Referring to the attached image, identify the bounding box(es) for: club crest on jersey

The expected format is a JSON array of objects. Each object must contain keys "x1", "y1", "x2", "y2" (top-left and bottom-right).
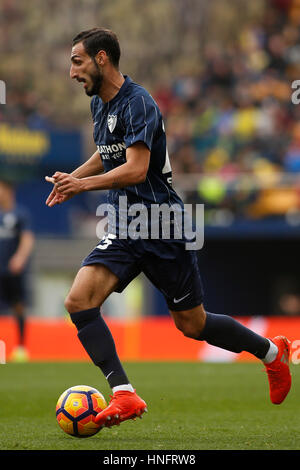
[{"x1": 107, "y1": 114, "x2": 118, "y2": 132}]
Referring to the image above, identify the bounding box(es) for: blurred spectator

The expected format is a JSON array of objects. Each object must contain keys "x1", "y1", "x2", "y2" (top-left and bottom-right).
[{"x1": 0, "y1": 0, "x2": 300, "y2": 220}]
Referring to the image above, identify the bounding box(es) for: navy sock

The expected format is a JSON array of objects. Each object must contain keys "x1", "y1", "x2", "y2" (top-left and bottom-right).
[
  {"x1": 198, "y1": 312, "x2": 270, "y2": 359},
  {"x1": 71, "y1": 307, "x2": 129, "y2": 388}
]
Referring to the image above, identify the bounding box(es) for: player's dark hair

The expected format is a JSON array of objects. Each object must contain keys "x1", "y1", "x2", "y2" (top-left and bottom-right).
[{"x1": 72, "y1": 28, "x2": 121, "y2": 68}]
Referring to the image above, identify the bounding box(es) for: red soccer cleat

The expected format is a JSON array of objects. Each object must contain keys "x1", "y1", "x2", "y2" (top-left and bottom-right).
[
  {"x1": 95, "y1": 390, "x2": 148, "y2": 428},
  {"x1": 265, "y1": 336, "x2": 292, "y2": 405}
]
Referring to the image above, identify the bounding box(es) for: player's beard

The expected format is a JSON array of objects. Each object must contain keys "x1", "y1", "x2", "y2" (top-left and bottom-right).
[{"x1": 85, "y1": 64, "x2": 103, "y2": 96}]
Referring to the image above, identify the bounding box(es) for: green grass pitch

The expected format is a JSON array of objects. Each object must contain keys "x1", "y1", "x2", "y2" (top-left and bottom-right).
[{"x1": 0, "y1": 362, "x2": 300, "y2": 450}]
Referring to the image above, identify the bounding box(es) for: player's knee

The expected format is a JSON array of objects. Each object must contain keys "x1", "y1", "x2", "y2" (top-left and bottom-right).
[
  {"x1": 65, "y1": 295, "x2": 85, "y2": 314},
  {"x1": 172, "y1": 309, "x2": 206, "y2": 339}
]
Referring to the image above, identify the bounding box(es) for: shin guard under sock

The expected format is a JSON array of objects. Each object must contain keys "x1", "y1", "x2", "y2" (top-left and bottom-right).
[
  {"x1": 198, "y1": 312, "x2": 270, "y2": 359},
  {"x1": 70, "y1": 307, "x2": 129, "y2": 388}
]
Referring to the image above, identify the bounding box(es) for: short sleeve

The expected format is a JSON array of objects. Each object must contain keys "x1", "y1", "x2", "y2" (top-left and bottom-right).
[{"x1": 124, "y1": 95, "x2": 158, "y2": 151}]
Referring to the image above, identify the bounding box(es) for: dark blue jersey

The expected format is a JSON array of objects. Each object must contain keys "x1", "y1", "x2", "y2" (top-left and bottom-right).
[
  {"x1": 0, "y1": 206, "x2": 31, "y2": 274},
  {"x1": 91, "y1": 75, "x2": 183, "y2": 213}
]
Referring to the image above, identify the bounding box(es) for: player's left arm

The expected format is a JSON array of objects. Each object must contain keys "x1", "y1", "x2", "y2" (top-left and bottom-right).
[
  {"x1": 8, "y1": 230, "x2": 35, "y2": 274},
  {"x1": 50, "y1": 142, "x2": 150, "y2": 195}
]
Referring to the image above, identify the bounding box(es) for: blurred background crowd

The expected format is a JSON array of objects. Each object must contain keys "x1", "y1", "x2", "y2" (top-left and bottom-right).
[
  {"x1": 0, "y1": 0, "x2": 300, "y2": 224},
  {"x1": 0, "y1": 0, "x2": 300, "y2": 320}
]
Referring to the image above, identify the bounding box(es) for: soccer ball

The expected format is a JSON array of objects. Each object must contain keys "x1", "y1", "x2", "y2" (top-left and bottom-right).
[{"x1": 56, "y1": 385, "x2": 107, "y2": 437}]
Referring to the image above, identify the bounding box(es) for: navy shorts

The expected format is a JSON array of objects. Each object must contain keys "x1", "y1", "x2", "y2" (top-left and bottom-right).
[{"x1": 82, "y1": 235, "x2": 203, "y2": 311}]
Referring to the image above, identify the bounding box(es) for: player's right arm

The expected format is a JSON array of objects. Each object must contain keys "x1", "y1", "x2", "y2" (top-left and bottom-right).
[{"x1": 46, "y1": 150, "x2": 104, "y2": 207}]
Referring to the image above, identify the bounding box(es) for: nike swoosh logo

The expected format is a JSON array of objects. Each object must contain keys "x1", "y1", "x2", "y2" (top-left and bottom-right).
[{"x1": 173, "y1": 292, "x2": 190, "y2": 304}]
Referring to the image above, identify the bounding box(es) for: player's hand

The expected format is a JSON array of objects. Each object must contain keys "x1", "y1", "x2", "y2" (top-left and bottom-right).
[
  {"x1": 46, "y1": 171, "x2": 83, "y2": 196},
  {"x1": 45, "y1": 171, "x2": 82, "y2": 207},
  {"x1": 8, "y1": 255, "x2": 25, "y2": 275}
]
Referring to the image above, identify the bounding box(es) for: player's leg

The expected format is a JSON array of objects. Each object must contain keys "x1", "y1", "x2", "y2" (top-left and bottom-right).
[
  {"x1": 5, "y1": 274, "x2": 29, "y2": 362},
  {"x1": 65, "y1": 264, "x2": 129, "y2": 388},
  {"x1": 170, "y1": 305, "x2": 291, "y2": 404},
  {"x1": 65, "y1": 264, "x2": 146, "y2": 426}
]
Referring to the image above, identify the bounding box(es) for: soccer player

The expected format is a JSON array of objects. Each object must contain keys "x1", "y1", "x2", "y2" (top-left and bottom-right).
[
  {"x1": 46, "y1": 28, "x2": 291, "y2": 426},
  {"x1": 0, "y1": 181, "x2": 34, "y2": 361}
]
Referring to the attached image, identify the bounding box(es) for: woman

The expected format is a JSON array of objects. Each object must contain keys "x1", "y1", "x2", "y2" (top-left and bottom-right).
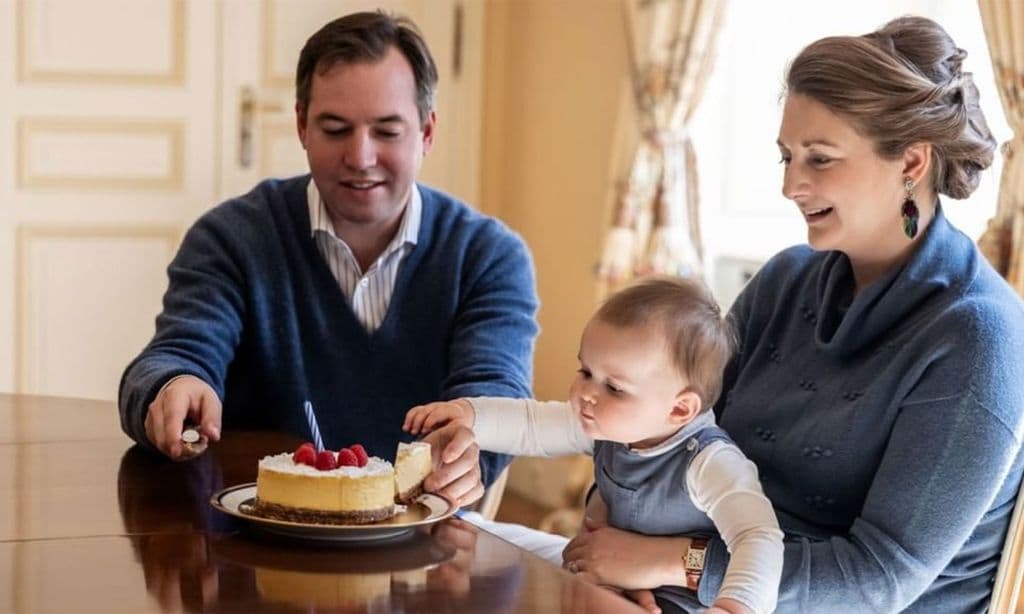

> **Objective**:
Copy the records from the line that contains "for: player's hand" through the end of the records, inclusive, keeping the requests as they are and offsetting every bounding-box coordinate in the answers by -142. Leave the pictures out.

> **Output for this task**:
Referring to the image above, identify the bounding box(es) for: player's hand

The expected format is a JSON array of objects. Each object must contain keys "x1", "y1", "x2", "y2" (top-left and bottom-right).
[
  {"x1": -96, "y1": 29, "x2": -59, "y2": 54},
  {"x1": -97, "y1": 29, "x2": -60, "y2": 65},
  {"x1": -134, "y1": 113, "x2": -117, "y2": 133}
]
Referring to the image above, identify the bounding box(es) for: player's leg

The expected format is a JSON array of objects. Each object must contain keys "x1", "y1", "x2", "y2" (top-left and bottom-right).
[
  {"x1": -137, "y1": 132, "x2": -113, "y2": 220},
  {"x1": -77, "y1": 122, "x2": -13, "y2": 246},
  {"x1": 28, "y1": 163, "x2": 149, "y2": 262},
  {"x1": -77, "y1": 122, "x2": 4, "y2": 284}
]
Referring to the image above, identify the bounding box(es) for: soccer player

The expected format is a JSON array of objects. Each object must contain keys "x1", "y1", "x2", "y2" (top-left and bottom-right).
[
  {"x1": -96, "y1": -114, "x2": 149, "y2": 284},
  {"x1": -142, "y1": 39, "x2": -108, "y2": 219}
]
Referring to the attached image, identify the bounding box(es) for: woman

The expected format is a JSON array of objects. Each object must contain keys "x1", "y1", "x2", "y2" (top-left and bottom-right).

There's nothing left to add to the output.